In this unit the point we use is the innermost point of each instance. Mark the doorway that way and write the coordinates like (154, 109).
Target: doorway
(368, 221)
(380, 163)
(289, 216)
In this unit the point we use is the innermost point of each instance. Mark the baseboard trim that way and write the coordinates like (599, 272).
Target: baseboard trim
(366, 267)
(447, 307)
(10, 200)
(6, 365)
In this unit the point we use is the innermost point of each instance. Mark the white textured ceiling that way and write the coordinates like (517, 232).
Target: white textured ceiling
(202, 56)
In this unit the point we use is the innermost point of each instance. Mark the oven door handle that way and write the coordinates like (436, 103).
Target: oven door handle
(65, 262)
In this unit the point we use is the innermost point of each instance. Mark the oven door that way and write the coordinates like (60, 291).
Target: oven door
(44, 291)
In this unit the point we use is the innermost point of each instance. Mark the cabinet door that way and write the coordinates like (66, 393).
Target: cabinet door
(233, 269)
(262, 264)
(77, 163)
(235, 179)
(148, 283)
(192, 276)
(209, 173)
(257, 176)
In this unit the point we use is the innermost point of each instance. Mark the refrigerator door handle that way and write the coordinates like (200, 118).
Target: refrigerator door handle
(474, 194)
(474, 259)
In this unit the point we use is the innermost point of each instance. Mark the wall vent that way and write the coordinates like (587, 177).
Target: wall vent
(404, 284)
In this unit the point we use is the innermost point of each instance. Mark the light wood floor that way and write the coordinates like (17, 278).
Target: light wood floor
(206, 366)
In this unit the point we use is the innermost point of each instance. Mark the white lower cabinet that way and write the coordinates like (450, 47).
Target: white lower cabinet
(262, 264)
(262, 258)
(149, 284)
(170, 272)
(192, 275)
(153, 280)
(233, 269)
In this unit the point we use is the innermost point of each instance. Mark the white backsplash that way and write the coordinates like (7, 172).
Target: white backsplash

*Set problem*. Can you write out the data again from the line containing "like (587, 177)." through the end of the data, swapping "wall vent" for "air vent" and leaving everything else unchanged?

*Expected answer*.
In this unit the point we use is the innermost point of each instance. Mark the air vent that way and write the coordinates like (587, 177).
Target: air vent
(404, 284)
In this unit the point we use is the innermost point of each instance. Mark the light wood floor that way and write the coordinates like (17, 278).
Target: light wood floor
(206, 366)
In this unit the point we use is the innermost point of each instance. Mark the white lower cabinet that way and write the coordinates like (450, 47).
Target: white lower cabinet
(262, 264)
(262, 258)
(149, 284)
(170, 272)
(192, 275)
(153, 280)
(233, 269)
In this unit the point we use is the innermost point of each instance. Mark the white backsplash that way and write the coordinates like (7, 172).
Target: white backsplash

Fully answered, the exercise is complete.